Start EXERCISE MATERIAL

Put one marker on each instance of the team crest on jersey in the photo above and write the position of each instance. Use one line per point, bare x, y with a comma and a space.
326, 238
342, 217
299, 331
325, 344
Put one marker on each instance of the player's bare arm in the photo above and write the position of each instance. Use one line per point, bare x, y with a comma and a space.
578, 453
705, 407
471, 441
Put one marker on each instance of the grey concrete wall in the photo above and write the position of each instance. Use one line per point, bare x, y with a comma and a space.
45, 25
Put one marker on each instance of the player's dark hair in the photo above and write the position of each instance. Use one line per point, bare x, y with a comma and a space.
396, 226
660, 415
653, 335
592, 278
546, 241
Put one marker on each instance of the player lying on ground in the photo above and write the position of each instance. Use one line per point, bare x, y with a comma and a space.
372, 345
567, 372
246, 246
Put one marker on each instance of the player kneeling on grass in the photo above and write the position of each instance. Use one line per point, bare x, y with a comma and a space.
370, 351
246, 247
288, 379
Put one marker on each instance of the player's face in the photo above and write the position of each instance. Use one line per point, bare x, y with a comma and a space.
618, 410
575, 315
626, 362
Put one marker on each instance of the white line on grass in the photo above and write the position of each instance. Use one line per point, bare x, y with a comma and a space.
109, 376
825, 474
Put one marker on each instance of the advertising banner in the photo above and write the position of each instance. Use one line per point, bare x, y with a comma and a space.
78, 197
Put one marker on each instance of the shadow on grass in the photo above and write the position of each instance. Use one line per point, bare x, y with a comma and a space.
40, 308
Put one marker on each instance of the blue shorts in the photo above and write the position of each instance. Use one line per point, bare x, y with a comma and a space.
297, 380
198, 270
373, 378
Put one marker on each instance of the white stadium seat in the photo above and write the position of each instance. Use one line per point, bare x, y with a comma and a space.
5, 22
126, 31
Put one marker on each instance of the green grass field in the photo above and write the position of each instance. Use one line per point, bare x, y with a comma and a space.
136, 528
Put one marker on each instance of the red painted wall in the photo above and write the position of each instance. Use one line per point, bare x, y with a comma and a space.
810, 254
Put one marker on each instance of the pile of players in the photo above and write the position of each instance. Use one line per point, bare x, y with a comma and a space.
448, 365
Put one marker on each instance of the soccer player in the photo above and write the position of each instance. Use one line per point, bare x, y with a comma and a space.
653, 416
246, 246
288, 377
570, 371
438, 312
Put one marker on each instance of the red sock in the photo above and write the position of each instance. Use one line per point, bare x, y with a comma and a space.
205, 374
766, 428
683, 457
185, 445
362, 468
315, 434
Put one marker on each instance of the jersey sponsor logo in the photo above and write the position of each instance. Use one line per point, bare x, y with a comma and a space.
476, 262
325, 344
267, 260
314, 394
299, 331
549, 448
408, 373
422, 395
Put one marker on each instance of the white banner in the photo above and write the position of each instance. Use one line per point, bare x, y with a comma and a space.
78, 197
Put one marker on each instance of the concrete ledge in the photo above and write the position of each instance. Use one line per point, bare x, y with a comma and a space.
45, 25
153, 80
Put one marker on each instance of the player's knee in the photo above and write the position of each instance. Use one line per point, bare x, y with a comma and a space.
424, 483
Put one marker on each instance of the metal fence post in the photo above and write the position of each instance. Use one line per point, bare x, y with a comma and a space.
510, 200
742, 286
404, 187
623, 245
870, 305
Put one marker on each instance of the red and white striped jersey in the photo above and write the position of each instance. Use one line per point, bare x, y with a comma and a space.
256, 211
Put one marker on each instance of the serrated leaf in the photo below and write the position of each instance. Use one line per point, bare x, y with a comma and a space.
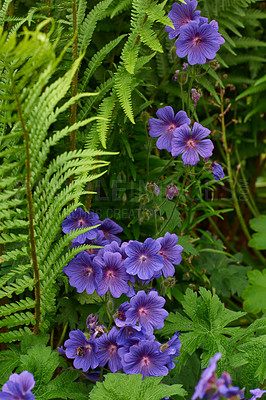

End EXERCISE MATERIAL

WHAT IS EXPECTED: Return every line above that contains the word "concrete", treating uppercase and lowercase letters as different.

TASK RESPONSE:
Put one marker on each instance of the grey concrete wall in the photo above and write the position of each instance. Use one line per point, bare x, y with a comma and a space.
Put one marker on each instance of the concrete ledge in the photo above and write the position of each instance. Use one line per point, bare x, y with a comma and a space.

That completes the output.